*** Opening Exercise text ***
Destined for the Dumpster?
In October 2023, a director of operations at Pfizer wrote Ms. Calkins to offer her the mural.
“Pfizer has vacated the building,” the director wrote of the firm’s old headquarters at 235 East 42nd Street, “and does not have plans to repurpose the art at this time.”
In July, Metro Loft and David Werner Real Estate Investments, the building’s owners, began interior demolition to convert the tower to residential use. Their planned design did not include the mural.
But Ms. Calkins and her sister, Athena Bel-Jon DeBonis, did not have the resources to relocate such a giant work.
Unto the breach, in mid-August, stepped Andrew Cronson, a young preservationist with a penchant for rescuing endangered historic murals. The building’s owners immediately agreed to donate the mural if a suitable home for it could be found in time, and Mr. Cronson quickly formed the Bel-Jon Art Preservation Alliance with art historians, the muralist’s daughters and seasoned preservationists.
Simultaneously, he cold-called strangers to try to assemble an intricate jigsaw puzzle of pieces: a public-facing institution with the space and desire to reinstall the fragile mural, an expert art handler to move it, and a donor to foot the bill.
The City University of New York School of Medicine wanted the mural and was prepared to send a team to assess whether its staff could perform the removal, likely to a storage facility with the hope of someday installing it on campus.
*** Closing Exercise text ***
*** Opening Extracted entries ***
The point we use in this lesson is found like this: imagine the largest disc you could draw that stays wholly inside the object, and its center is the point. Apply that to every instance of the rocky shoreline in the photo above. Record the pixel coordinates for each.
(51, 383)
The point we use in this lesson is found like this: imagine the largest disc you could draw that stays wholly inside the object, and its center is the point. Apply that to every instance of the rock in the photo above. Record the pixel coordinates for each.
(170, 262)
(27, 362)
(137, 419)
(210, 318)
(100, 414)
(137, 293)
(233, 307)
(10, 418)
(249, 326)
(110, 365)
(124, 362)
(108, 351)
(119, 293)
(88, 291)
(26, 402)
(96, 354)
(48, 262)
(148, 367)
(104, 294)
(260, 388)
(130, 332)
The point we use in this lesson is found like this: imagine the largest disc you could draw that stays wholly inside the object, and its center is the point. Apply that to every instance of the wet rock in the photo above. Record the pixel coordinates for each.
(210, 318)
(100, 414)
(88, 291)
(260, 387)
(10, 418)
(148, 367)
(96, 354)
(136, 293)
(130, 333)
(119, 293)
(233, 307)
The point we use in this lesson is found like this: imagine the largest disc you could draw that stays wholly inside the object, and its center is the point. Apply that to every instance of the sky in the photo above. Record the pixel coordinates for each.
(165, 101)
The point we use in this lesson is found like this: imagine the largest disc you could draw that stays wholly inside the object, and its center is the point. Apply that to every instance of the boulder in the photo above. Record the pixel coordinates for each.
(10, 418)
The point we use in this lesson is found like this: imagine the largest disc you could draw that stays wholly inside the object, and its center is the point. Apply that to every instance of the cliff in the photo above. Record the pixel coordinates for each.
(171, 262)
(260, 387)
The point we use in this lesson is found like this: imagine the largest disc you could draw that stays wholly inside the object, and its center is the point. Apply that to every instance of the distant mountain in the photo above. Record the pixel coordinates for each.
*** Closing Extracted entries ***
**Problem:** Please pick up the passage about the mural in Pfizer's former headquarters and continue it from its last sentence.

**Exercise output:**
Acumen Capital Partners, owner of a 19th-century former Pfizer headquarters in Brooklyn, offered climate-controlled storage. A federal hospital was also in the mix.
Most promising was the Columbia University Irving Medical Center, which sent representatives to view the artwork along with a billionaire Greek American philanthropist.
But ultimately Columbia begged off, saying it had no space for the piece.
Where Is the Mural Now?
After the September demolition deadline was extended and preservationists said they were “starting to panic about the mural’s safety,” a surprise claimant swooped in to truck the artwork away: Pfizer itself.
Mr. Cronson said that an adviser to his group who saw the mural being dismantled was told that it was headed for New Jersey.
“Pfizer has always recognized the significance of the Nikos Bel-Jon mural in our former headquarters,” a Pfizer spokeswoman said in a statement. “We are proud of our efforts to preserve it, and we can now report that the artwork has successfully been removed and is in the process of being installed at another of the company’s U.S.-based campuses in Connecticut.”
Ms. Calkins was rankled by the limited communication from Pfizer about the mural’s late-in-the-day rescue.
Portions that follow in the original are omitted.